» Source extract:
□ □ □ □
Keyword tokenizer
The keyword
tokenizer ingests text and outputs it exactly as a single, unaltered token. This makes it particularly useful when you want the input to remain intact, such as when managing structured data like names, product codes, or email addresses.
The keyword
tokenizer can be paired with token filters to process the text, for example, to normalize it or to remove extraneous characters.
Example usage
The following example request creates a new index named my_index
and configures an analyzer with a keyword
tokenizer:
PUT /my_index
{
"settings": {
"analysis": {
"analyzer": {
"my_keyword_analyzer": {
"type": "custom",
"tokenizer": "keyword"
}
}
}
},
"mappings": {
"properties": {
"content": {
"type": "text",
"analyzer": "my_keyword_analyzer"
}
}
}
}
Generated tokens
Use the following request to examine the tokens generated using the analyzer:
POST /my_index/_analyze
{
"analyzer": "my_keyword_analyzer",
"text": "OpenSearch Example"
}
The response contains the single token representing the original text:
{
"tokens": [
{
"token": "OpenSearch Example",
"start_offset": 0,
"end_offset": 18,
"type": "word",
"position": 0
}
]
}
Parameters
The keyword
token filter can be configured with the following parameter.
□ □ □ □
» Entries from a point annotation set:
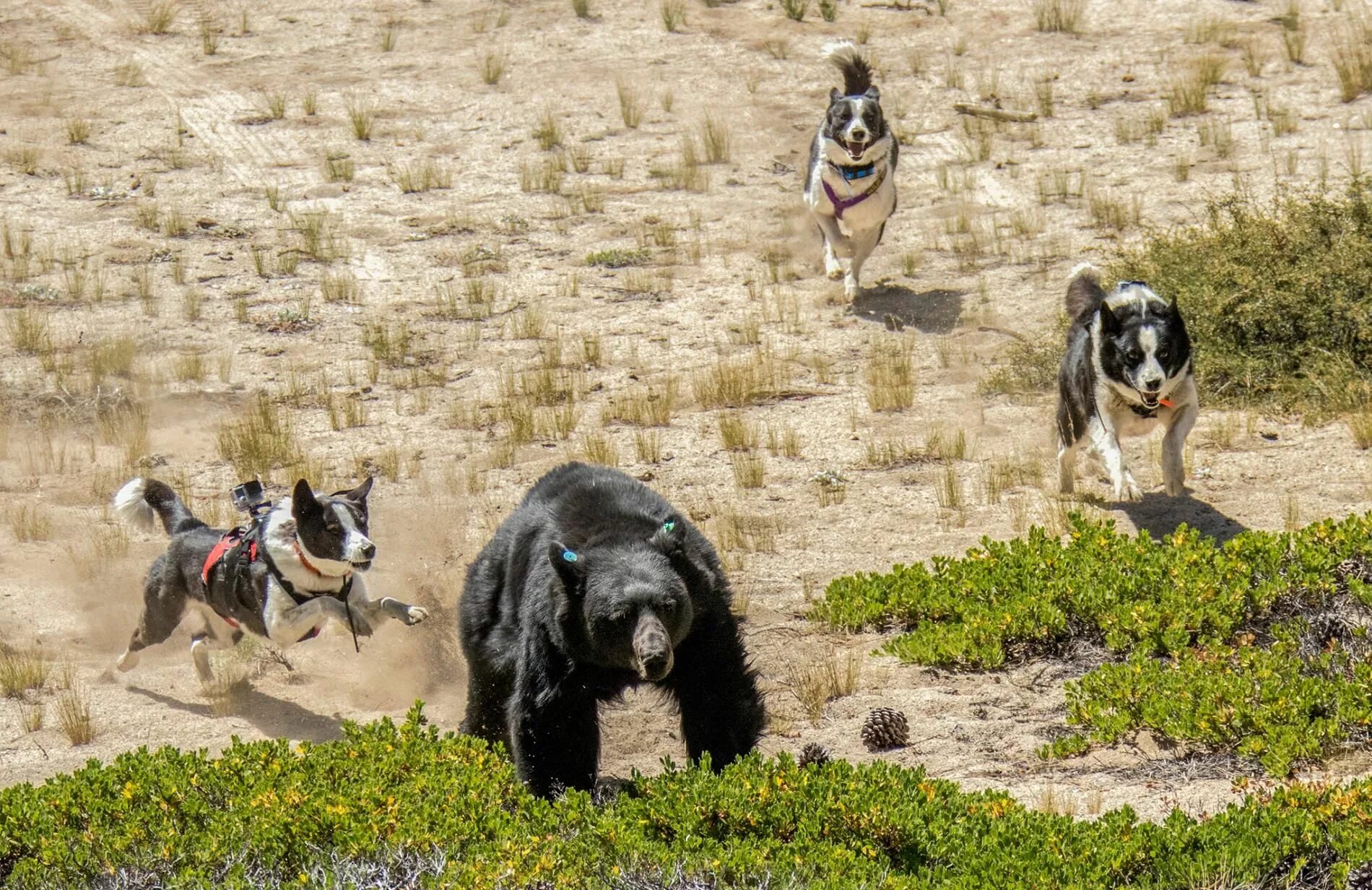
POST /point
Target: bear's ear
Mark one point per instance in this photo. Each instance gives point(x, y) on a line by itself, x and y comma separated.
point(670, 535)
point(570, 565)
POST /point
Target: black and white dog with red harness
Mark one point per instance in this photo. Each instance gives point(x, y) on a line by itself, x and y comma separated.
point(851, 181)
point(283, 577)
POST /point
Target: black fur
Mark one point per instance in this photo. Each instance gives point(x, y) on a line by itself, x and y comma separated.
point(1119, 350)
point(856, 73)
point(590, 577)
point(318, 527)
point(173, 580)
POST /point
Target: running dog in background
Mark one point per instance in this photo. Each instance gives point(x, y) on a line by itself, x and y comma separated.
point(1126, 368)
point(283, 582)
point(851, 181)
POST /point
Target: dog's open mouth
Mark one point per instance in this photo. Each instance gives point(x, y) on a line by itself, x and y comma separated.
point(854, 149)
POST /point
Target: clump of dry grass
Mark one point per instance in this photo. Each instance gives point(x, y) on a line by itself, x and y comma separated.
point(1360, 425)
point(361, 116)
point(490, 65)
point(21, 669)
point(599, 448)
point(890, 374)
point(74, 717)
point(648, 405)
point(29, 522)
point(736, 382)
point(259, 440)
point(422, 176)
point(750, 469)
point(818, 681)
point(1059, 15)
point(630, 102)
point(158, 17)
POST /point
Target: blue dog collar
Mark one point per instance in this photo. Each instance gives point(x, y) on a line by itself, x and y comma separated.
point(851, 173)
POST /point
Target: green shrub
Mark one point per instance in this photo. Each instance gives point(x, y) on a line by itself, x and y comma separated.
point(451, 812)
point(1269, 705)
point(1184, 612)
point(1028, 597)
point(1275, 297)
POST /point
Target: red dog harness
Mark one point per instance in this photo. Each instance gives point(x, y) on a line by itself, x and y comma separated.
point(239, 548)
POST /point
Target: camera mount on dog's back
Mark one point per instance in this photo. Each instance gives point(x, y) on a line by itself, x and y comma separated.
point(250, 499)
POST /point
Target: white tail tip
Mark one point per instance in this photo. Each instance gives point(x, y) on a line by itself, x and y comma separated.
point(131, 506)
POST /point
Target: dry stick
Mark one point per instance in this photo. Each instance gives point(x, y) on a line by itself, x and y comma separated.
point(995, 114)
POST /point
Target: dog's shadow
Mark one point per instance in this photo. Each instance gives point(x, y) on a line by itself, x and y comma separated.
point(1161, 515)
point(931, 312)
point(272, 716)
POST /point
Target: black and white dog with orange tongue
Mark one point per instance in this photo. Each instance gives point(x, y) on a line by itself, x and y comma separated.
point(851, 181)
point(283, 579)
point(1126, 370)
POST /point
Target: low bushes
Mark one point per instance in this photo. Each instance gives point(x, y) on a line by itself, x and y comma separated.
point(1254, 646)
point(408, 806)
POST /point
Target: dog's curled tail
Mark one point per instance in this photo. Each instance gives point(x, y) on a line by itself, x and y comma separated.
point(1084, 292)
point(143, 501)
point(856, 69)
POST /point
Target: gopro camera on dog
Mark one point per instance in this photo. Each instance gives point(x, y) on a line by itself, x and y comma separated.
point(248, 496)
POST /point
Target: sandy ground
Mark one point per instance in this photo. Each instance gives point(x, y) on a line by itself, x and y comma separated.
point(977, 254)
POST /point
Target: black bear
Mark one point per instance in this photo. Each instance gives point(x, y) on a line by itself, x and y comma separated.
point(594, 584)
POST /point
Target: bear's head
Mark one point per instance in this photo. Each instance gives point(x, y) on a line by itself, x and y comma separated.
point(633, 603)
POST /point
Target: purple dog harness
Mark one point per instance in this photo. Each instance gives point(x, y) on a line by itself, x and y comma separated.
point(844, 204)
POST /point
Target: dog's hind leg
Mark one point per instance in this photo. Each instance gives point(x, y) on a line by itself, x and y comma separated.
point(201, 657)
point(1067, 469)
point(162, 609)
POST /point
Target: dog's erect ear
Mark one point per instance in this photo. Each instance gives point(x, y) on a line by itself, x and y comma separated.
point(302, 501)
point(1109, 321)
point(570, 566)
point(670, 535)
point(358, 495)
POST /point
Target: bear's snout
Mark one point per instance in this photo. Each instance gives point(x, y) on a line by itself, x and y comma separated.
point(652, 649)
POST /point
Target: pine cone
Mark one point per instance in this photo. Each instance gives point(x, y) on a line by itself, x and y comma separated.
point(885, 727)
point(812, 753)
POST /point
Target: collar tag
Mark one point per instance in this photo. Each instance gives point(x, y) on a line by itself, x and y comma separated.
point(859, 172)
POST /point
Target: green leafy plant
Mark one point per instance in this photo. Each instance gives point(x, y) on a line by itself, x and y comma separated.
point(1181, 613)
point(391, 800)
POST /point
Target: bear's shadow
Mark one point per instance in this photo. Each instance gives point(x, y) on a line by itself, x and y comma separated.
point(931, 312)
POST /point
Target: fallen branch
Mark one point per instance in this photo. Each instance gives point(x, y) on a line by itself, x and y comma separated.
point(995, 114)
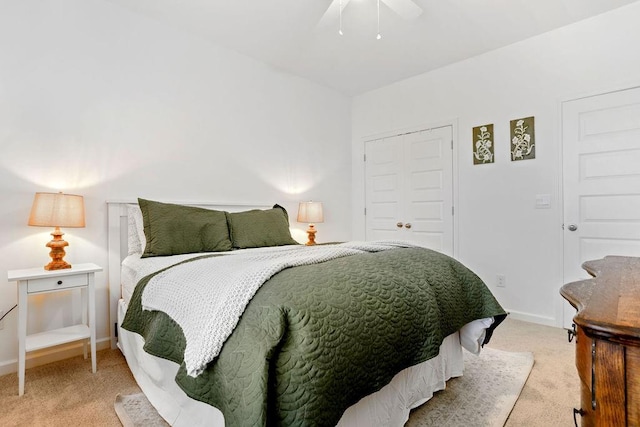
□ □ □ □
» Instructions for the task:
What name does the keyword tokenizer page give the index created in its example request? Draw only on the keyword tokenizer page, not the listing.

» Solution:
my_index